* _SOURCE DATA_:
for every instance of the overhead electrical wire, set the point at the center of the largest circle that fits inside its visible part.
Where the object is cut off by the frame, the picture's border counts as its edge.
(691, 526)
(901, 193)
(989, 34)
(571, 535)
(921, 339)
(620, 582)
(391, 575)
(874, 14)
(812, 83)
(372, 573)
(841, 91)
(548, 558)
---
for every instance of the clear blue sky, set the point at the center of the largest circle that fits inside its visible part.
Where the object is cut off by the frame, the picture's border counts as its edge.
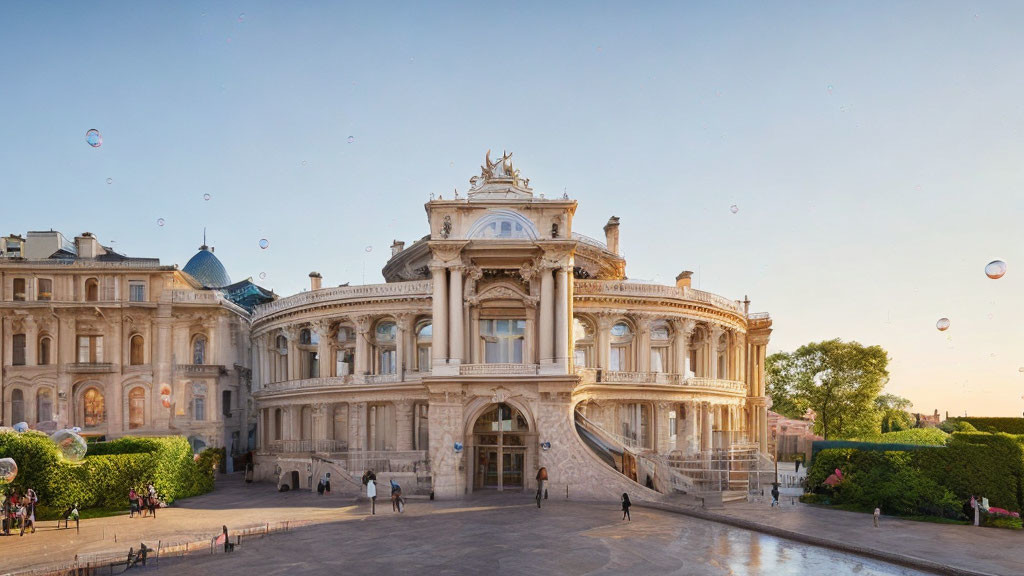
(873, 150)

* _EXERCISE DESCRIPTION_:
Pull out every line of the listing above that contains the word "inside", and copy each one in full.

* _REPLY_:
for every instance of the overhead electrical wire, set the point at the center of the largest circle that fits inside its visible part.
for every instance of the clear blue sky, set the point at the center of the largest circle that fits inside its visible part.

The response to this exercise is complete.